» ACTIVITY: All the lines below need retyping exactly, apart from the images.

» RECORD EXTRACTS:
++++++++
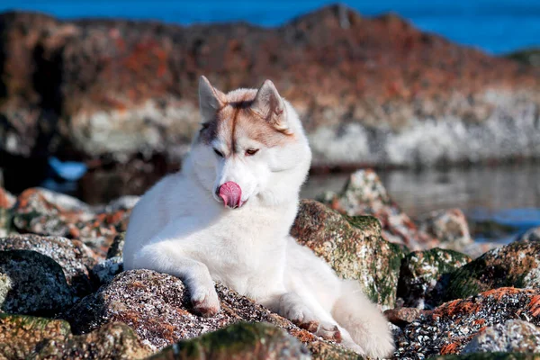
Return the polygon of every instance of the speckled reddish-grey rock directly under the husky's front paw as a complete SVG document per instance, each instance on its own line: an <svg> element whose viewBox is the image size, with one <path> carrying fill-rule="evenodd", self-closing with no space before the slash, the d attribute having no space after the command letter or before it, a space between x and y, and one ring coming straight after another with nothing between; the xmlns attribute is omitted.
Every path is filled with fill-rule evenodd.
<svg viewBox="0 0 540 360"><path fill-rule="evenodd" d="M131 270L113 278L97 293L88 295L63 314L76 333L120 321L135 330L154 349L178 340L196 338L239 321L269 322L302 342L320 340L295 327L246 297L217 284L221 311L204 318L195 313L184 284L175 276L149 270Z"/></svg>

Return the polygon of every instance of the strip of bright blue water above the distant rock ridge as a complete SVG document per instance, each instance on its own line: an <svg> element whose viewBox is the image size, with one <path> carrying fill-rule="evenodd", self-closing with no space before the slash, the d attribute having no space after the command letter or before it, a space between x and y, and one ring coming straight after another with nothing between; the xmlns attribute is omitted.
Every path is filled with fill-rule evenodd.
<svg viewBox="0 0 540 360"><path fill-rule="evenodd" d="M247 21L276 26L331 3L328 0L1 0L0 11L40 11L62 19L120 17L181 24ZM356 0L343 3L368 16L391 11L401 14L424 31L491 54L540 46L540 0Z"/></svg>

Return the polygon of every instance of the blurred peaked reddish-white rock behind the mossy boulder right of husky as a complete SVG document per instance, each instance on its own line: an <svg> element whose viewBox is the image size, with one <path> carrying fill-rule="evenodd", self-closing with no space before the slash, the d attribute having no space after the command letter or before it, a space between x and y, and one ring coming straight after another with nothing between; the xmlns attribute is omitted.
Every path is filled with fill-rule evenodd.
<svg viewBox="0 0 540 360"><path fill-rule="evenodd" d="M437 239L419 230L416 224L392 201L381 179L371 169L350 175L340 193L325 193L320 200L341 213L373 215L383 226L383 238L419 250L437 245Z"/></svg>

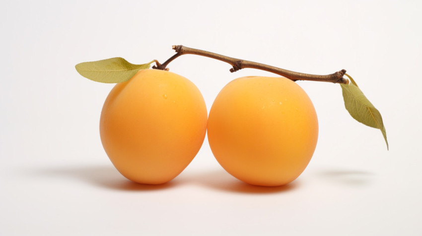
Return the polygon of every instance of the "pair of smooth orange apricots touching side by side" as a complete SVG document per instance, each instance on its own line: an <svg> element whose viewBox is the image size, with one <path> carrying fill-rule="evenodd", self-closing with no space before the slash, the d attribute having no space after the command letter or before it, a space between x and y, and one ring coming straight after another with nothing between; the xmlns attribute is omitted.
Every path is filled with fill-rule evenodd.
<svg viewBox="0 0 422 236"><path fill-rule="evenodd" d="M283 77L231 81L207 117L204 98L191 81L144 69L112 89L100 118L101 141L113 165L147 184L178 176L198 153L207 129L219 164L232 176L263 186L298 177L318 137L312 102Z"/></svg>

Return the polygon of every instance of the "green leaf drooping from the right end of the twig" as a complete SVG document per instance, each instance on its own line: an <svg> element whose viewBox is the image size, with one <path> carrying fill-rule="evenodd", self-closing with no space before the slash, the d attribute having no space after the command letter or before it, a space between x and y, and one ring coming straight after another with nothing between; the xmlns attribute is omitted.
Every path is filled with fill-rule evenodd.
<svg viewBox="0 0 422 236"><path fill-rule="evenodd" d="M343 98L345 100L346 110L350 113L352 118L357 121L368 125L370 127L378 128L384 136L385 143L387 144L387 133L385 131L384 123L379 111L372 105L371 102L363 95L362 91L357 87L356 82L346 74L352 81L350 84L340 84L343 90Z"/></svg>

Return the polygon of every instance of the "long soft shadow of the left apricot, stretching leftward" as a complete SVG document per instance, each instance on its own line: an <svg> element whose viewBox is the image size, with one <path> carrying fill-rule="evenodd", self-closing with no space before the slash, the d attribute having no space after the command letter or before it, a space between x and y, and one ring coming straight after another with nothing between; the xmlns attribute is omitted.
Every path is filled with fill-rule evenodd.
<svg viewBox="0 0 422 236"><path fill-rule="evenodd" d="M95 186L125 191L160 190L175 185L172 181L163 184L136 183L123 177L113 166L38 169L33 173L44 177L73 178Z"/></svg>

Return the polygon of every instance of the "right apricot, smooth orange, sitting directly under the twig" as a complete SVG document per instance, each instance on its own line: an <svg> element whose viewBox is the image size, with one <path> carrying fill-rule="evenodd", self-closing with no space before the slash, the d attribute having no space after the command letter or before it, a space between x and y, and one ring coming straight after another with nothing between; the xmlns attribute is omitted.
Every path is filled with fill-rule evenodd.
<svg viewBox="0 0 422 236"><path fill-rule="evenodd" d="M254 185L279 186L308 165L318 139L311 100L284 77L242 77L217 95L208 140L218 163Z"/></svg>

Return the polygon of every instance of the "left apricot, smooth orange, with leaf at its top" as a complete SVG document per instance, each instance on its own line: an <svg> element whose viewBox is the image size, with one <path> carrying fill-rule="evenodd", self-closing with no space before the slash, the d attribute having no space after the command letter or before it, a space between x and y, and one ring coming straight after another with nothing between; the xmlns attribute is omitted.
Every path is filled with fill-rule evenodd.
<svg viewBox="0 0 422 236"><path fill-rule="evenodd" d="M116 169L139 183L178 176L202 146L207 108L188 79L145 69L108 95L100 118L104 150Z"/></svg>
++++++++
» ANSWER SECTION:
Return the polygon of every instance of the speckled reddish-grey rock directly under the husky's front paw as a complete SVG document per instance, each instance on its own line: an <svg> element whose viewBox is the image size, with one <path> carrying fill-rule="evenodd", self-closing with no space before the slash, the d attribute having no space after the command letter or before it, a space between x and y, and one ring coming straight after another with nothing between; the xmlns attribute is omitted.
Every path is filled with fill-rule evenodd.
<svg viewBox="0 0 540 360"><path fill-rule="evenodd" d="M131 270L113 278L97 293L88 295L63 314L76 333L120 321L135 330L154 349L178 340L196 338L239 321L269 322L302 342L320 340L295 327L246 297L217 284L221 311L204 318L195 313L184 284L175 276L149 270Z"/></svg>

Return the polygon of every instance of the strip of bright blue water above the distant rock ridge as a complete SVG document per instance, each instance on its own line: an <svg> element whose viewBox is the image size, with one <path> carrying fill-rule="evenodd", self-closing with no space before the slash, the d attribute having no space after the command letter or before it, a space between x and y, and one ring coming straight after another with nothing between; the xmlns attribute is omitted.
Every path is filled with fill-rule evenodd.
<svg viewBox="0 0 540 360"><path fill-rule="evenodd" d="M247 21L276 26L331 3L328 0L1 0L0 11L40 11L62 19L120 17L181 24ZM356 0L343 3L368 16L391 11L401 14L424 31L491 54L540 46L540 0Z"/></svg>

Return the polygon of every instance of the blurred peaked reddish-white rock behind the mossy boulder right of husky as a complete SVG document per instance, each instance on its own line: an <svg> element whose viewBox is the image size, with one <path> carrying fill-rule="evenodd", self-closing with no space before the slash, the d attribute having no space after the command letter or before it, a space between x and y, and one ring coming straight after another with nothing between; the xmlns attribute is omitted.
Every path is filled with fill-rule evenodd.
<svg viewBox="0 0 540 360"><path fill-rule="evenodd" d="M437 239L419 230L416 224L392 201L381 179L371 169L350 175L340 193L325 193L320 200L341 213L373 215L383 226L383 238L419 250L437 245Z"/></svg>

Return the polygon of every instance of the "pair of smooth orange apricots touching side by side" as a complete SVG document per instance, each instance on its own line: an <svg> element whose viewBox is the image size, with one <path> carrying fill-rule="evenodd", self-closing with no space before the slash, the d attribute having no space after the command letter or before it, a space between x and y, and one ring coming straight after another with nothing between; the xmlns attribute is omitted.
Every path is filled with fill-rule evenodd.
<svg viewBox="0 0 422 236"><path fill-rule="evenodd" d="M283 77L231 81L207 117L204 98L191 81L144 69L112 89L100 118L101 141L113 165L147 184L178 176L198 153L207 129L219 164L232 176L263 186L298 177L318 137L312 102Z"/></svg>

Return the polygon of every instance of the "green leaf drooping from the right end of the twig" as a complete SVG document per instance, each instance on its own line: an <svg> element whose viewBox is the image size, with one <path> carrying fill-rule="evenodd", self-closing with no space before the slash, the d attribute having no space after the command letter or before it, a space between x and y, and one ring coming straight after another with nothing between; the xmlns attribute is omitted.
Every path is filled with fill-rule evenodd.
<svg viewBox="0 0 422 236"><path fill-rule="evenodd" d="M343 98L345 100L346 110L350 113L352 118L357 121L368 125L370 127L378 128L384 136L385 143L387 144L387 133L385 131L384 123L379 111L372 105L371 102L363 95L362 91L357 87L356 82L346 74L352 81L350 84L340 84L343 90Z"/></svg>

Return the polygon of every instance of the "long soft shadow of the left apricot, stretching leftward" as a complete SVG document per instance, each instance on its own line: an <svg> element whose viewBox is the image size, with one <path> carrying fill-rule="evenodd", self-closing with no space before the slash, the d attribute having no space after the command letter or before it, a space between x and y, and one ring coming straight after another with nothing between; the xmlns attribute is omitted.
Every path is filled with fill-rule evenodd.
<svg viewBox="0 0 422 236"><path fill-rule="evenodd" d="M95 186L125 191L160 190L175 185L172 181L163 184L136 183L123 177L113 166L38 169L33 173L44 177L73 178Z"/></svg>

Return the polygon of every instance of the "right apricot, smooth orange, sitting directly under the twig" as a complete SVG document per instance, each instance on its own line: an <svg> element whose viewBox is the image size, with one <path> carrying fill-rule="evenodd", self-closing with no space before the slash, the d attribute having no space after the command letter or before it, a space between x and y, and one ring coming straight after another with nothing between; the xmlns attribute is omitted.
Every path is filled with fill-rule evenodd.
<svg viewBox="0 0 422 236"><path fill-rule="evenodd" d="M254 185L279 186L308 165L318 139L311 100L284 77L242 77L217 95L208 140L218 163Z"/></svg>

Return the polygon of every instance of the "left apricot, smooth orange, with leaf at its top" as a complete SVG document per instance, each instance on its own line: an <svg> element whose viewBox is the image size, with one <path> carrying fill-rule="evenodd", self-closing with no space before the slash, the d attribute having no space after the command letter or before it, a space between x and y, and one ring coming straight after another with nothing between; the xmlns attribute is omitted.
Every path is filled with fill-rule evenodd.
<svg viewBox="0 0 422 236"><path fill-rule="evenodd" d="M116 169L139 183L178 176L202 146L207 108L188 79L145 69L108 95L100 118L104 150Z"/></svg>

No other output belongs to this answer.